TEKS YANG DIEKSTRAK:
────────

Tentang Blog Ini.......

Blog ini berisikan artikel-artikel filsafat, baik itu dari kawasan Timur, Barat, Islam, Indonesia dan tentunya kajian mengenai cabang-cabang filsafat. Blog ini dikelola oleh Mahasiswa Filsafat UGM Yogyakarta.......

Kajian Epistemologi Charles Sanders Pierce (1839-1914)


Riwayat Hidup Charles Sanders Pierce

Charles Sanders Peirce dilahirkan pada 10 September 1839 di Cambridge, Massachusetts, Amerika Serikat. Dia menulis dari tahun 1857 sampai menjelang wafat, kira selama 57 tahun. Publikasinya mencapai 12.000 halaman dan manuskrip yang tidak dipublikasikan mencapai 80.000 halaman catatan tangan. Topik yang dibahas dalam karya-karya Peirce sangat luas, dari matematika dan ilmu fisika, ekonomi dan ilmu sosial, serta masalah lainnya.

Benjamin Peirce, ayah Charles Sanders Peirce adalah professor matematika di Universitas Harvard dan salah seorang pendiri “U.S. Coast and Geodetic Survey”. Peran Benjamin sangat besar dalam membangun Departemen Matematika di Harvard. Dari ayahnya, Charles Sanders Peirce memperoleh pendidikan awal yang mendorong dan menstimulus kiprah intelektualnya. Benjamin mengajar dengan melalui pendekatan kasus/problem yang meminta jawaban dari sang anak.Hal ini membekas dalam pemikiran filosofis dan masalah ilmu yang dihadapi Peirce di kemudian hari.

Peirce lulus dari Harvard pada tahun 1859 dan menerima gelar Bachelor of Science dalam bidang Kimia pada tahun 1963. Dari tahun 1859 sampai 1891 dia bekerja di U. S. Coast and Geodetic Survey, terutama menyurvei dan investigasi geodesi. Dari tahun 1879 sampai 1884, dia juga mengajar Logika di Departemen Matematika Universitas Johns Hopkins. Pada masa itu Departemen Matematika dipimpin oleh matematikawan terkenal, J. J. Sylvester. Peirce meninggal pada 19 April 1914 di Milford, Pennsylvania Amerika Serikat.
Karya-Karya Charles Sanders Pierce
  • Collected Papers of Charles Sanders Peirce, 8 vols. Edited by Charles Hartshorne, Paul Weiss, and Arthur Burks (Harvard University Press, Cambridge, Massachusetts, 1931-1958).

────────

Daftar Data:
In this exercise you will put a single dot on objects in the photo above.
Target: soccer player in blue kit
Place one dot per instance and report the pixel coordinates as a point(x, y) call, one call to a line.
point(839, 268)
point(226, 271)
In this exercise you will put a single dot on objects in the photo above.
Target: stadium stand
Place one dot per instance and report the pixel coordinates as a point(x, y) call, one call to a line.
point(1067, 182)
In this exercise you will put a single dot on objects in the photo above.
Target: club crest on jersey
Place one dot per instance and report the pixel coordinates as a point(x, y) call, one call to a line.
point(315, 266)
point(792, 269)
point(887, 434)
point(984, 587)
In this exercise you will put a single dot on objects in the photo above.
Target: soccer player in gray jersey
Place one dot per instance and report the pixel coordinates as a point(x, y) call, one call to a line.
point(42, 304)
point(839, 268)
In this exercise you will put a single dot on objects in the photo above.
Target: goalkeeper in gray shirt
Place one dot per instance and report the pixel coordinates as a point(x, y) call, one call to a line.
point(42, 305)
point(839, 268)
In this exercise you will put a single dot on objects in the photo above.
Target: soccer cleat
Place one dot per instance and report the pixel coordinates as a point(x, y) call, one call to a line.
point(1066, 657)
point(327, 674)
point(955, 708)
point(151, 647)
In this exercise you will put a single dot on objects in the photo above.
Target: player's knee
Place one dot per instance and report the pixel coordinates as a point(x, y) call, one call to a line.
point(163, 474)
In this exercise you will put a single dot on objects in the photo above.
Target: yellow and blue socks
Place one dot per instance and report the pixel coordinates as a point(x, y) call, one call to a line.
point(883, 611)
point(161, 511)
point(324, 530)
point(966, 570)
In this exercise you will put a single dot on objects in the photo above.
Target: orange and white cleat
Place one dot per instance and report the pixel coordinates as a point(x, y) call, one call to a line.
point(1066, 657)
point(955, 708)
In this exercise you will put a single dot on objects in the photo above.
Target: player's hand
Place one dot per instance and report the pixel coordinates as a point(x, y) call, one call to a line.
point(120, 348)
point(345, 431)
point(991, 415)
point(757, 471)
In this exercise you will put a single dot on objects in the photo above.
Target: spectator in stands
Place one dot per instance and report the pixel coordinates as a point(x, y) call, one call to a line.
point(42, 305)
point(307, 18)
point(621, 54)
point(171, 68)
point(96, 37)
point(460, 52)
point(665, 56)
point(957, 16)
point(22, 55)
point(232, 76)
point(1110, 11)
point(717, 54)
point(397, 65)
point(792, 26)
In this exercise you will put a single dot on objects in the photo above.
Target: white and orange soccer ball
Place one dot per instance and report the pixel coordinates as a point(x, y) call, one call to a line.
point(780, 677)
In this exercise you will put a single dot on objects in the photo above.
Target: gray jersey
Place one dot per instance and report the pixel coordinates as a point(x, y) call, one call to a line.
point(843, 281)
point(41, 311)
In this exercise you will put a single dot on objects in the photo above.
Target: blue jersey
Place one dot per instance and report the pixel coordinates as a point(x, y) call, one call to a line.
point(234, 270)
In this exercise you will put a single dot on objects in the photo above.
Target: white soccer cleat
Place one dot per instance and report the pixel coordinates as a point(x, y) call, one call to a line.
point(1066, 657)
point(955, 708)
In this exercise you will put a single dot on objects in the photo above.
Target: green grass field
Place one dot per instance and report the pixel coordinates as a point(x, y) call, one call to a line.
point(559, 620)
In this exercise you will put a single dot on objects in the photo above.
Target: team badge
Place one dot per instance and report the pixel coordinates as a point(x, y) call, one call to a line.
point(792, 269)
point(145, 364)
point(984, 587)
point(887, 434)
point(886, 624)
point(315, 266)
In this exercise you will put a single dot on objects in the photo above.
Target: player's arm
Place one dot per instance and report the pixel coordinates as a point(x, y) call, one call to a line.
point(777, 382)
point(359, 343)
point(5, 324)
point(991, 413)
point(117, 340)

────────

TUGAS YANG DIBERIKAN: Lanjutkan teks tentang Charles Sanders Peirce di atas, mulai setelah kalimat terakhir yang tercantum.

JAWABAN LATIHAN:
  • The Essential Peirce, 2 vols. Edited by Nathan Houser, Christian Kloesel, and the Peirce Edition Project (Indiana University Press, Bloomington, Indiana, 1992, 1998).
  • The New Elements of Mathematics by Charles S. Peirce, Volume I Arithmetic, Volume II
  • Algebra and Geometry, Volume III/1 and III/2 Mathematical Miscellanea, Volume IV
  • Mathematical Philosophy. Edited by Carolyn Eisele (Mouton Publishers, The Hague, 1976).
  • Pragmatism as a Principle and Method of Right Thinking: the 1903 Harvard Lectures on
  • Pragmatism by Charles Sanders Peirce. Edited by Patricia Ann Turrisi (State University of New York Press, Albany, New York, 1997).
  • Reasoning and the Logic of Things: the Cambridge Conferences Lectures of 1898. Edited by Kenneth Laine Ketner (Harvard University Press, Cambridge, Massachusetts, 1992).
  • Writings of Charles S. Peirce: a Chronological Edition, Volume I 1857-1866, Volume II 1867-1871, Volume III 1872-1878, Volume IV 1879-1884, Volume V 1884-1886. Edited by the Peirce Edition Project (Indiana University Press, Bloomington, Indiana, 1982, 1984, 1986, 1989, 1993).

Pemikiran Epistemologis Charles Sanders Peirce

Epistemologi menjadi penting karena mencoba untuk menguraikan tentang keabsahan pengetahuan yang dimiliki oleh manusia. Dalam tingkatan tertentu, epistemologi melampaui metafisika, dalam arti epistemologilah yang memberikan pijakan tentang keabsahan “realitas” dan “ada”. Dalam sejarah filsafat Barat perdebatan epistemologi diwarnai oleh dua aliran besar yakni empirisme yang mengatakan objek menentukan subjek (menyesuaikan pikiran dengan fakta) dan rasionalisme yang berdalil subjeklah yang menentukan objek.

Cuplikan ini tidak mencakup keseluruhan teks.